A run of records
-=-=-
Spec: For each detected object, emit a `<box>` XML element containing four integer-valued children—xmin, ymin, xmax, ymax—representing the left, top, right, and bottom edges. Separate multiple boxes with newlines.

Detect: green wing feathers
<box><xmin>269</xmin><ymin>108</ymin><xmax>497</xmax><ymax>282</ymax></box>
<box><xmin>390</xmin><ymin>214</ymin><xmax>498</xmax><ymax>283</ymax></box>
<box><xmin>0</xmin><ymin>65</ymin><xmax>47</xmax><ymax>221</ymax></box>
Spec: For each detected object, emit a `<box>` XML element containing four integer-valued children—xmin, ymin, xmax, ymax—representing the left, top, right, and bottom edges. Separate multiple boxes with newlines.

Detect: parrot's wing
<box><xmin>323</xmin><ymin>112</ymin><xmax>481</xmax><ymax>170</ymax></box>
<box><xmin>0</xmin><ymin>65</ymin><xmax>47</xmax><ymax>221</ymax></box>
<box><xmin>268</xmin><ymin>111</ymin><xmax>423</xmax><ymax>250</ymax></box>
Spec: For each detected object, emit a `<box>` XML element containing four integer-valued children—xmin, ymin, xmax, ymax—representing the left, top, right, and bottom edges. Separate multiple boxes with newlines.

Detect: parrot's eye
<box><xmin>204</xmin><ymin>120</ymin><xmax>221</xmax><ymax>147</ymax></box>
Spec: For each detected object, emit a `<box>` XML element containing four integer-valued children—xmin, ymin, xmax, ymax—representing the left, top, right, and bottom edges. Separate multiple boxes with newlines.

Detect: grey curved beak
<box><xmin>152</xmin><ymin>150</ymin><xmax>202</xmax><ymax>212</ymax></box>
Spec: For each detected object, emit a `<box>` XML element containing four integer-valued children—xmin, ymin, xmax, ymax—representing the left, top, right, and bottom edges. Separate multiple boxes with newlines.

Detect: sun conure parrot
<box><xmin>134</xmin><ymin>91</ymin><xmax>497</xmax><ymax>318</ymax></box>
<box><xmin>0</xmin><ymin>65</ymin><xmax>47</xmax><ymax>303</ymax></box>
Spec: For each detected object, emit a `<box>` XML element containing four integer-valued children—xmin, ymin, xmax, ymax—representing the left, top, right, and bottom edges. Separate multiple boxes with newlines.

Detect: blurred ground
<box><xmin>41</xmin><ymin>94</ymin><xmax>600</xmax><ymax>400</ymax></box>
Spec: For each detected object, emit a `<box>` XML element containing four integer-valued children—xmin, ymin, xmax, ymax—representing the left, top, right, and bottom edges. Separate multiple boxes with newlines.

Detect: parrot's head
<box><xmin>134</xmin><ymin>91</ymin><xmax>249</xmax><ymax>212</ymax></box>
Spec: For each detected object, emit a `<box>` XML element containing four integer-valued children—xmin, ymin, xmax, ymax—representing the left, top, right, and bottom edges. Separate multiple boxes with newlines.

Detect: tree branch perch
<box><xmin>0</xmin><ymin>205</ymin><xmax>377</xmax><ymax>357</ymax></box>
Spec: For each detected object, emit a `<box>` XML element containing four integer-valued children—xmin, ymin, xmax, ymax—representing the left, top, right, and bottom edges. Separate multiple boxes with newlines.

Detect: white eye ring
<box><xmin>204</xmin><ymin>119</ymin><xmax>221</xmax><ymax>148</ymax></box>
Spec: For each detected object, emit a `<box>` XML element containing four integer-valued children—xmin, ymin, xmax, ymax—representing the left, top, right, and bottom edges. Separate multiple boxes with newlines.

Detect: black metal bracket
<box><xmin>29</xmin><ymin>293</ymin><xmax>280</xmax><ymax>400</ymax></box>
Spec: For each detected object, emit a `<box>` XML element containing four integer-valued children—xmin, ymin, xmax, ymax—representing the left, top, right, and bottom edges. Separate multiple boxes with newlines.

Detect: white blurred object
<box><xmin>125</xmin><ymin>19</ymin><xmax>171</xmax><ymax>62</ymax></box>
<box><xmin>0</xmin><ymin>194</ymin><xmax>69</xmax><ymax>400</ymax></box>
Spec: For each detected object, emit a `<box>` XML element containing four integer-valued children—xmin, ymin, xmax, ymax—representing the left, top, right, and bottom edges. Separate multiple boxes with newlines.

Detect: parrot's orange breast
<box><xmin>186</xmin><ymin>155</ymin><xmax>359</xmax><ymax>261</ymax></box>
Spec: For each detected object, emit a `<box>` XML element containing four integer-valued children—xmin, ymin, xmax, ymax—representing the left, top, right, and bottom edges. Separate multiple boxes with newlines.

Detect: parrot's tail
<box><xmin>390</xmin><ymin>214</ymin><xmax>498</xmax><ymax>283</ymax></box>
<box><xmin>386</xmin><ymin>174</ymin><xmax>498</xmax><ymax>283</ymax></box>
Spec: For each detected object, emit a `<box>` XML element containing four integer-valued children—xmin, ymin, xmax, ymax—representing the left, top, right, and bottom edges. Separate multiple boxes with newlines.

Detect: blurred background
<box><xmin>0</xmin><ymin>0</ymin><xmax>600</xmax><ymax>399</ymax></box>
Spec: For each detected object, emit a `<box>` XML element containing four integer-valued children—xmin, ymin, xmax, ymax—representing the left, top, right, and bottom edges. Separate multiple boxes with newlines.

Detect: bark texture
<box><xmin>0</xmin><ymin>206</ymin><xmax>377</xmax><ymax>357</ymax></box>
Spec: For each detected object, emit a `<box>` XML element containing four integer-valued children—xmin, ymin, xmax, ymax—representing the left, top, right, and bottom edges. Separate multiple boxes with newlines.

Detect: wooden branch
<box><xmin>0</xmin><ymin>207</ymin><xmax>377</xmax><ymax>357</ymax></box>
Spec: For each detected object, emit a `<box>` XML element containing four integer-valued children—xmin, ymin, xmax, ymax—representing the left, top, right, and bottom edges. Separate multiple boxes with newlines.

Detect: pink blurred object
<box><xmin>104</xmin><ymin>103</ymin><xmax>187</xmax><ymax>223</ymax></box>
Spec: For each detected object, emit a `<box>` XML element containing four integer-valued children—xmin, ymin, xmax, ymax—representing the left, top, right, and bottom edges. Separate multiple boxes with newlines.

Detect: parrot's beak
-=-=-
▶ _WHAT IS EXPECTED_:
Your task is to return the full listing exactly as it was given.

▶ _THE OUTPUT_:
Spec: For each detected object, emit a `<box>` XML element containing four integer-valued children—xmin, ymin, xmax, ymax—representing the left, top, right, and bottom edges. Separate multiple boxes with newlines.

Detect: green wing feathers
<box><xmin>269</xmin><ymin>108</ymin><xmax>497</xmax><ymax>282</ymax></box>
<box><xmin>390</xmin><ymin>214</ymin><xmax>498</xmax><ymax>283</ymax></box>
<box><xmin>0</xmin><ymin>65</ymin><xmax>47</xmax><ymax>221</ymax></box>
Spec: For each detected object, emit a `<box>` XML element containing four integer-valued children—xmin, ymin, xmax, ymax—representing the left, top, right, and bottom edges. Separate multiple boxes with newlines.

Detect: parrot's wing
<box><xmin>323</xmin><ymin>112</ymin><xmax>481</xmax><ymax>170</ymax></box>
<box><xmin>0</xmin><ymin>65</ymin><xmax>47</xmax><ymax>221</ymax></box>
<box><xmin>268</xmin><ymin>111</ymin><xmax>423</xmax><ymax>250</ymax></box>
Spec: For each detected object, emit a `<box>` XML element containing four integer-valued children—xmin, ymin, xmax, ymax—representing the left, top, right, and bottom edges. Separate multiple boxes with newlines.

Detect: parrot's eye
<box><xmin>204</xmin><ymin>120</ymin><xmax>221</xmax><ymax>147</ymax></box>
Spec: For each detected object, emit a `<box>` XML element containing four integer-valued children—xmin, ymin, xmax, ymax—representing the left, top, right, and bottom edges. Separate multiple boxes with newlines.

Detect: grey curved beak
<box><xmin>152</xmin><ymin>150</ymin><xmax>202</xmax><ymax>212</ymax></box>
Spec: For each detected object, emit a `<box>` XML element containing four integer-valued children—xmin, ymin, xmax, ymax—representing the left, top, right, and bottom edges. Separate multiple boxes with newlines.

Detect: sun conure parrot
<box><xmin>134</xmin><ymin>91</ymin><xmax>497</xmax><ymax>318</ymax></box>
<box><xmin>0</xmin><ymin>65</ymin><xmax>47</xmax><ymax>303</ymax></box>
Spec: For each detected object, emit a `<box>` XML element containing four integer-valued children—xmin, ymin, xmax, ymax—representing the left, top, right, and bottom edges. Separate multiple boxes with newlines.

Detect: blurred ground
<box><xmin>41</xmin><ymin>94</ymin><xmax>600</xmax><ymax>400</ymax></box>
Spec: For each detected object, emit a `<box>` XML element containing four integer-valued children—xmin, ymin, xmax, ymax—representing the left, top, right, and bottom edges. Separate multiple boxes with newlines.

Detect: parrot's head
<box><xmin>134</xmin><ymin>91</ymin><xmax>249</xmax><ymax>212</ymax></box>
Spec: For each detected object, emit a `<box>` XML element containing four integer-valued children—xmin, ymin, xmax, ymax—representing the left, top, right, and bottom edges. Separate multiple boxes with newlines.

Detect: tree branch perch
<box><xmin>0</xmin><ymin>205</ymin><xmax>377</xmax><ymax>357</ymax></box>
Spec: For each detected object, emit a `<box>` XML element containing four integer-valued children—xmin, ymin, xmax, ymax—representing the left, top, right, and bottom edges. Separate multiple boxes with newlines.

Detect: white eye ring
<box><xmin>204</xmin><ymin>119</ymin><xmax>221</xmax><ymax>148</ymax></box>
Spec: For each detected object, emit a `<box>` XML element containing four integer-valued children—xmin, ymin, xmax, ymax—representing the left, top, right, and bottom edges. Separate multiple boxes with newlines.

Detect: black metal bracket
<box><xmin>29</xmin><ymin>293</ymin><xmax>280</xmax><ymax>400</ymax></box>
Spec: For each detected object, emit a `<box>` XML element containing four integer-valued children—xmin, ymin, xmax, ymax—representing the left, top, right, and bottom edges. Separate multiple boxes with newlines.

Detect: white blurred object
<box><xmin>125</xmin><ymin>19</ymin><xmax>171</xmax><ymax>62</ymax></box>
<box><xmin>0</xmin><ymin>194</ymin><xmax>69</xmax><ymax>400</ymax></box>
Spec: For each detected object, emit a `<box>` XML element containing four integer-valued children—xmin, ymin, xmax, ymax—representing the left, top, right, and bottom edges. Separate multiple boxes with newlines.

Detect: parrot's orange breast
<box><xmin>186</xmin><ymin>155</ymin><xmax>359</xmax><ymax>261</ymax></box>
Spec: For each detected object, emit a `<box>` XML element containing four integer-valued children—xmin, ymin, xmax, ymax—representing the left, top, right, and bottom edges. Separate multiple boxes with newlines.

Detect: parrot's tail
<box><xmin>390</xmin><ymin>214</ymin><xmax>498</xmax><ymax>283</ymax></box>
<box><xmin>386</xmin><ymin>174</ymin><xmax>498</xmax><ymax>283</ymax></box>
Spec: For each detected object, emit a `<box>` XML element containing four integer-valued children—xmin, ymin, xmax, ymax—representing the left, top, right, and bottom edges. Separate multiple boxes with newlines.

Detect: blurred background
<box><xmin>0</xmin><ymin>0</ymin><xmax>600</xmax><ymax>399</ymax></box>
Spec: For each detected object, emit a `<box>` XML element containing four integer-valued children—xmin, ymin, xmax, ymax—representing the left, top, right, and bottom edges. Separate multiple boxes with newlines.

Detect: bark texture
<box><xmin>0</xmin><ymin>206</ymin><xmax>377</xmax><ymax>357</ymax></box>
Spec: For each detected object, emit a `<box>` XML element containing four integer-valued children—xmin, ymin, xmax, ymax—representing the left, top, right, and bottom edges. Separate multiple boxes with newlines.

Detect: wooden branch
<box><xmin>0</xmin><ymin>207</ymin><xmax>377</xmax><ymax>357</ymax></box>
Spec: For each detected object, emit a `<box>` XML element containing four integer-valued children—xmin, ymin, xmax, ymax—representing the left, top, right, and bottom edges. Separate multiple boxes with newlines.

Detect: pink blurred object
<box><xmin>104</xmin><ymin>103</ymin><xmax>187</xmax><ymax>223</ymax></box>
Spec: For each detected object, emit a `<box>` XML element containing four integer-valued children—xmin, ymin, xmax, ymax—representing the left, top, right, and bottom edges. Separate multiple boxes with newlines.

Detect: parrot's beak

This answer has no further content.